◆ **Provided passage**:
↓

Times-Herald (Vallejo)

Special needs child needs good uncles

- Amy Dickinson — Upset Dad Contact Amy Dickinson via email, askamy@ amydickins­on.com.

DEAR AMY >> I have a 9-year-old special needs child. “Kyle” is highfuncti­oning on the autism spectrum, but doesn't do well with athletics and other “typical” settings that might help a child fit in, make friends, and otherwise have a functional childhood dynamic.

We worry that he is becoming more socially isolated. We are very engaged and committed to his therapy and wellbeing. Our small families follow suit (especially both sets of grandparen­ts).

My issue arises from my younger (adult) brothers.

They are both loving uncles, but seemingly detached.

I really resent their lack of effort or involvemen­t that I know my son would benefit from: Whether the occasional day trip to the zoo, park, ballgame, or the treat of an overnight stay.

They haven't offered in years. They don't have kids and live nearby.

Growing up, I was the oldest brother who acted as caretaker. I've always thought each of them was spoiled and self-centered.

Am I wrong to get so worked up over this? I just cannot get past my disdain.

I know it's not their job to “parent” their nephew, but a few hours of quality time per month would immeasurab­ly help his psyche.

Your recommenda­tions?

DEAR DAD >> Contact between these uncles and “Kyle” would likely be good for Kyle. It would also be good for your brothers.

Those of us who have special needs family members understand that sometimes the relationsh­ip can unlock qualities that will put a person in touch with their own deeper humanity.

↑

Items from a data source
↓

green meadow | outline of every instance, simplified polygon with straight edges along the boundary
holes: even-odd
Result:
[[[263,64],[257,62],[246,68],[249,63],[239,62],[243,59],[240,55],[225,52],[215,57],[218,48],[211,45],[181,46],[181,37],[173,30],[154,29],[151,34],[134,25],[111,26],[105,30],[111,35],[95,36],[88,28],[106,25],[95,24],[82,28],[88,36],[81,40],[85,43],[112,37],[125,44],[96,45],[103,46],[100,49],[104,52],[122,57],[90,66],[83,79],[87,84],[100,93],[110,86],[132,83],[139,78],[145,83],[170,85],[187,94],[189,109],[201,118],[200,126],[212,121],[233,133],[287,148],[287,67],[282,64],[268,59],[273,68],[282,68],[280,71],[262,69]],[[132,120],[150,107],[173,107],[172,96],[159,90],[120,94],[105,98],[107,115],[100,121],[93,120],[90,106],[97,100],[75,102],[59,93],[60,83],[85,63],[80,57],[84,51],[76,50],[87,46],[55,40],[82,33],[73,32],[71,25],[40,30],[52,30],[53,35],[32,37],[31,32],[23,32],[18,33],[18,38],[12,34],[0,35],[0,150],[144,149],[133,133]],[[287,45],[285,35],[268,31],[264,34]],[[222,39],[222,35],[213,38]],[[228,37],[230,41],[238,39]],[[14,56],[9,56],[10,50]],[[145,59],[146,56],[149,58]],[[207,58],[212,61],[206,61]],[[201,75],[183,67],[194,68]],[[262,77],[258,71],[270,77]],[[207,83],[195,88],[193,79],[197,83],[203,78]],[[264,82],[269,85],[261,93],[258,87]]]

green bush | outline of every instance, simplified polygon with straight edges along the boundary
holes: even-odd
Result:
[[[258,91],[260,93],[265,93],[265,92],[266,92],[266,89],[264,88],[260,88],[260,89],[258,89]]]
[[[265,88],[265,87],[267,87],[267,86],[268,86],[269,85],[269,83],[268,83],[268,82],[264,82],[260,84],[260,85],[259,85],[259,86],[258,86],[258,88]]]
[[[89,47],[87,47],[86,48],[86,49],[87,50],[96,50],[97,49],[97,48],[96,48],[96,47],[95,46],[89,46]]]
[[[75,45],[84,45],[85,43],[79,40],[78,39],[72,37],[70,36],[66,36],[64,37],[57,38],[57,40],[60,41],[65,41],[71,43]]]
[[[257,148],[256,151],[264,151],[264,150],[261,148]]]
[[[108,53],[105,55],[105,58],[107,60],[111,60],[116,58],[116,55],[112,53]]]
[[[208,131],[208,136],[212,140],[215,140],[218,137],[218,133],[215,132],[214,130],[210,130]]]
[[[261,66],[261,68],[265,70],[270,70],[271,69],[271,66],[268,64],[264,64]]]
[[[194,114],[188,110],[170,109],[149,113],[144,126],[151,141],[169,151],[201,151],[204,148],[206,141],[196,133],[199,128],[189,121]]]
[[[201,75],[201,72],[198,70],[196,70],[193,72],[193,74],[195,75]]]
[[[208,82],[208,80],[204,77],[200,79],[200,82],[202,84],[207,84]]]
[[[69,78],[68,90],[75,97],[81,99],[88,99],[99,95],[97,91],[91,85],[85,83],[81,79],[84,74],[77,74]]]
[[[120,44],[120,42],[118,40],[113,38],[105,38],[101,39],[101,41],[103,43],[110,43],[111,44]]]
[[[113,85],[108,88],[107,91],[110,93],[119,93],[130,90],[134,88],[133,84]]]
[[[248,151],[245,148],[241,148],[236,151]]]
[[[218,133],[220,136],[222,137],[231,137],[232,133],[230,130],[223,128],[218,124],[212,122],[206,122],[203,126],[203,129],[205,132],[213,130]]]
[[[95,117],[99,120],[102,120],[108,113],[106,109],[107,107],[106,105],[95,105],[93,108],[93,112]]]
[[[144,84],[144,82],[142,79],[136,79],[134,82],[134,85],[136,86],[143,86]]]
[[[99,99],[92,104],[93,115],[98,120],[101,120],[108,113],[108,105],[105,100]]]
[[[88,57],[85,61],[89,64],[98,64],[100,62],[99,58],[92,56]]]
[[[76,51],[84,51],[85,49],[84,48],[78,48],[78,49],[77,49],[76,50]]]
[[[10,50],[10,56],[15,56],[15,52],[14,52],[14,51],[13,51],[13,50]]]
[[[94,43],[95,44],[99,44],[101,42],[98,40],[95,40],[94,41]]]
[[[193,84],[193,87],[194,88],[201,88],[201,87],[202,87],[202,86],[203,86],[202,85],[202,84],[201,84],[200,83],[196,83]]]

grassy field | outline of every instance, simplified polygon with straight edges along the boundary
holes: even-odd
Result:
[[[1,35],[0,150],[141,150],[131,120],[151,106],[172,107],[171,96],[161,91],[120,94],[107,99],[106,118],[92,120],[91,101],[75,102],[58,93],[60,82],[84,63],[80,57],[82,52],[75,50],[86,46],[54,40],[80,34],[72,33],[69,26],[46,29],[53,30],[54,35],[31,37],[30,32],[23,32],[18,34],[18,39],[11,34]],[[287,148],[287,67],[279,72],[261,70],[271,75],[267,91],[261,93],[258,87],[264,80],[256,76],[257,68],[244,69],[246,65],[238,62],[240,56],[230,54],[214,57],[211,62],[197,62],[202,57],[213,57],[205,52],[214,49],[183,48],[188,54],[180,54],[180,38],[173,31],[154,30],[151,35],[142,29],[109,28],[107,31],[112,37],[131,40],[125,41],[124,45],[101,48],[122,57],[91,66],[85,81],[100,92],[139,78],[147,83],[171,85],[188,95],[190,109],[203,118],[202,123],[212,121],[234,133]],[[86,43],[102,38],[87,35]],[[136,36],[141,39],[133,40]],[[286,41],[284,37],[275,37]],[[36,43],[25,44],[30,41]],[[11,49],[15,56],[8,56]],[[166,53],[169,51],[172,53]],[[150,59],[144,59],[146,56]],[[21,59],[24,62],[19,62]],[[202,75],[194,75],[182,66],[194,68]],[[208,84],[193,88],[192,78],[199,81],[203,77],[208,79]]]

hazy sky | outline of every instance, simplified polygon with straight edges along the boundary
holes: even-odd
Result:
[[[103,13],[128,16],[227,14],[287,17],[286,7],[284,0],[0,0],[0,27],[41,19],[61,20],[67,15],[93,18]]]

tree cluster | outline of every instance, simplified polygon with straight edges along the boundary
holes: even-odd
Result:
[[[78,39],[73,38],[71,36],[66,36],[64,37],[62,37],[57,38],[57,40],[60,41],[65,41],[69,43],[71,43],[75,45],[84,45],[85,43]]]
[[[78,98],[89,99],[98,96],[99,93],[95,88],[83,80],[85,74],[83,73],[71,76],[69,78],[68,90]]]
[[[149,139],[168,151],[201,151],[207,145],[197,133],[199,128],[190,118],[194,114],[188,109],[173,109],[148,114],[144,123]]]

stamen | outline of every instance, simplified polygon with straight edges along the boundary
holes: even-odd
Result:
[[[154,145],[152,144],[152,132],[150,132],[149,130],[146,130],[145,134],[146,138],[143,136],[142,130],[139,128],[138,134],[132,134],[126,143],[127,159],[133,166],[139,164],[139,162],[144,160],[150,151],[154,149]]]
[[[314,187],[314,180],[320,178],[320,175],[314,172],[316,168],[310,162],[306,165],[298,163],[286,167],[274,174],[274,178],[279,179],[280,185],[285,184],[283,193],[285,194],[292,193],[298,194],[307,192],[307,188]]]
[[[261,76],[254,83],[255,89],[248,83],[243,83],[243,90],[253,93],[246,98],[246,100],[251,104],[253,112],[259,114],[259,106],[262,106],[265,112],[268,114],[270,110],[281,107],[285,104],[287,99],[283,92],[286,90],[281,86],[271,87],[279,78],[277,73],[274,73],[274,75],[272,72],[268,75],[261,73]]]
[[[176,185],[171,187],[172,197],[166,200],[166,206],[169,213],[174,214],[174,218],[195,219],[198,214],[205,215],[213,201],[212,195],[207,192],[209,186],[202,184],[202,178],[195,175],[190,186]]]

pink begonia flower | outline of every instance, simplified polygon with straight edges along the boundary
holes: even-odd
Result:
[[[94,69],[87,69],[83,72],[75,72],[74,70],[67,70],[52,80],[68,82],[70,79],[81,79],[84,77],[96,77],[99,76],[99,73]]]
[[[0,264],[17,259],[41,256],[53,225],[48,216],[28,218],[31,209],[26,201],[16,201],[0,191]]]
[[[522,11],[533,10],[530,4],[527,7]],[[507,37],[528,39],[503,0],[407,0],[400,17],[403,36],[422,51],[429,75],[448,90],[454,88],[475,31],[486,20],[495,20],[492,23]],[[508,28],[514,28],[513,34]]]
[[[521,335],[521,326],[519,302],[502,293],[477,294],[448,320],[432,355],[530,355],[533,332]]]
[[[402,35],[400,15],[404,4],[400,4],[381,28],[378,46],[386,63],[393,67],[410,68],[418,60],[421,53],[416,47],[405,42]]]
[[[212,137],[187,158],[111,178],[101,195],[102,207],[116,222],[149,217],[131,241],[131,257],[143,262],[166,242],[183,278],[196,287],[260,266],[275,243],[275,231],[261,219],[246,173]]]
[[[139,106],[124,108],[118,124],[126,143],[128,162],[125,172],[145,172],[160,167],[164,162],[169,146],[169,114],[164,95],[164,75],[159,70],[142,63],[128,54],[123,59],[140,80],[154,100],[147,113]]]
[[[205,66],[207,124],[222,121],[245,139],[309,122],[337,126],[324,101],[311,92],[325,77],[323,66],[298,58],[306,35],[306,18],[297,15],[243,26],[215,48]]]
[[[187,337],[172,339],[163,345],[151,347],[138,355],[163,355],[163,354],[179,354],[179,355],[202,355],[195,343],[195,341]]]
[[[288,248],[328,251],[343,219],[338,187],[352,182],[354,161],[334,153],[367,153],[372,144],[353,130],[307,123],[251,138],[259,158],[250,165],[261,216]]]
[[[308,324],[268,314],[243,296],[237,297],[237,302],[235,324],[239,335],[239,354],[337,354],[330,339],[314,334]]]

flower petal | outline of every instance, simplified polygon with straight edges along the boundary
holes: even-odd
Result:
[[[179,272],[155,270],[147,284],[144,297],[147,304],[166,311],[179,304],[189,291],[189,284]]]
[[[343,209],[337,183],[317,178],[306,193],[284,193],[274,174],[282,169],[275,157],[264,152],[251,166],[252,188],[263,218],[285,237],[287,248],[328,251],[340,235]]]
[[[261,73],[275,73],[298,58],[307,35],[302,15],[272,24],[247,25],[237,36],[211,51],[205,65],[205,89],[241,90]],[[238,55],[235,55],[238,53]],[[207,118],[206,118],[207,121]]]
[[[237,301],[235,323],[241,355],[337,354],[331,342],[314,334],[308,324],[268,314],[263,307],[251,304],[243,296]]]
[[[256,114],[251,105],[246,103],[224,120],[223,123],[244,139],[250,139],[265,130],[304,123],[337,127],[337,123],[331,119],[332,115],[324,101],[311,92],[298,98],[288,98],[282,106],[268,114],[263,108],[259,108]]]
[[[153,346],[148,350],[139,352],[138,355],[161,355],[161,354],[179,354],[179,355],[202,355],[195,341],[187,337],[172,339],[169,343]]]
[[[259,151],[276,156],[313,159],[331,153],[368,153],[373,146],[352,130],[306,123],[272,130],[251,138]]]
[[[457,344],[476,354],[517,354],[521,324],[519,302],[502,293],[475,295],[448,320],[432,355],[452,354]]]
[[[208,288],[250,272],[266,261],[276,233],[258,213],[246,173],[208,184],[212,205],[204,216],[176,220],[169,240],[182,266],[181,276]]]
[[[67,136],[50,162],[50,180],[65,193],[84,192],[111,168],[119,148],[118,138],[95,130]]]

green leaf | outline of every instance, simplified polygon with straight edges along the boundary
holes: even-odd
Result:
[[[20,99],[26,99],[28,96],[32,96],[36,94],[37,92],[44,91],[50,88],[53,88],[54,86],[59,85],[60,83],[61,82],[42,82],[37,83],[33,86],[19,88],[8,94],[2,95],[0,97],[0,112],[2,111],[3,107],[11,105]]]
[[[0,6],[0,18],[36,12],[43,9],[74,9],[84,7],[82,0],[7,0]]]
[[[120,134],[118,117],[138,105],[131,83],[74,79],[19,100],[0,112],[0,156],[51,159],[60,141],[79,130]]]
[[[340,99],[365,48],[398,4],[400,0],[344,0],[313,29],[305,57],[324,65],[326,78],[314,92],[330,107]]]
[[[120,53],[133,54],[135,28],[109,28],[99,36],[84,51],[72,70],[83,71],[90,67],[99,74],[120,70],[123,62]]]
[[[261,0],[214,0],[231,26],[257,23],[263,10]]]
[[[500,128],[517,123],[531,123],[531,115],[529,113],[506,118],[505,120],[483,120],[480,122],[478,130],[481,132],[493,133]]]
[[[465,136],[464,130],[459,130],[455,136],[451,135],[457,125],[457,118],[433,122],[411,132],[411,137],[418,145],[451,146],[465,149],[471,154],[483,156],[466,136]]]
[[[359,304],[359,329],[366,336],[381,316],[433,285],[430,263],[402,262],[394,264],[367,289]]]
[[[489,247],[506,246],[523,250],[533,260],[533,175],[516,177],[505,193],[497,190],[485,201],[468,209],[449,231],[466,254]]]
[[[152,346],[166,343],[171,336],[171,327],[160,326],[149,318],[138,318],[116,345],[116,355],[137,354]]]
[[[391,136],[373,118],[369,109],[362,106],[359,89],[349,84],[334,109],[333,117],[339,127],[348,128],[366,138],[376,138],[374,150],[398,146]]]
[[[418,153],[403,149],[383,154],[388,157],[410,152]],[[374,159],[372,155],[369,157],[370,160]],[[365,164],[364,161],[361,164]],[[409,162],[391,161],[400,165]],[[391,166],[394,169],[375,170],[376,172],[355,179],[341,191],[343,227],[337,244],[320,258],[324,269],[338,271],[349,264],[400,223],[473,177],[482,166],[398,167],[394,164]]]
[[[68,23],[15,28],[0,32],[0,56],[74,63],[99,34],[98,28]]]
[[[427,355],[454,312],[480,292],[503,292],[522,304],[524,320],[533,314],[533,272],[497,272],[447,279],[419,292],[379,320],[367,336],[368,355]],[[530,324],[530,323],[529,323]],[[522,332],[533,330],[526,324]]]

↑

◆ **Explore the material**:
1. From the advice column, list the outings and treats the father says his brothers could offer his son.
2. Answer these questions using the advice column:
(a) How old is the father's son?
(b) Which relatives does the father single out as especially following the parents' commitment to the boy?
(c) What role did the father take as a child among his brothers?
3. Pick up the advice column where it ends and continue the columnist's reply to the father.
The records were drawn from a source other than the advice column.

◆ **Answers for the exercise**:
1.
- A day trip to the zoo
- A day trip to the park
- A day trip to a ballgame
- An overnight stay

2.
(a) He is 9 years old.
(b) Both sets of grandparents.
(c) He was the oldest brother and acted as caretaker.

3.
If they got to know their nephew, your brothers would see that he has a sense of humor, that he has a unique way of seeing the world and processing informatio­n, and, if he connected with them and they formed a close relationsh­ip, they would simply be better men.

Do they want to be better men? Maybe not.

They will not spontaneou­sly step up, because they don't know how. Do they need an engraved invitation from their older brother? Unfortunat­ely, yes, they do.

Rather than sharing your disappoint­ment and disdain, you should ask your brothers for help.

Invite them (one at a time) to go on an outing with you and Kyle.

You are going to have to show them how to be with him, and when you do, one or both of your brothers might develop their own quirky kind of relationsh­ip with Kyle, which would grow as these uncles become more confident. You can then ask if they could each take him perhaps one Saturday morning a month for some “uncle time.”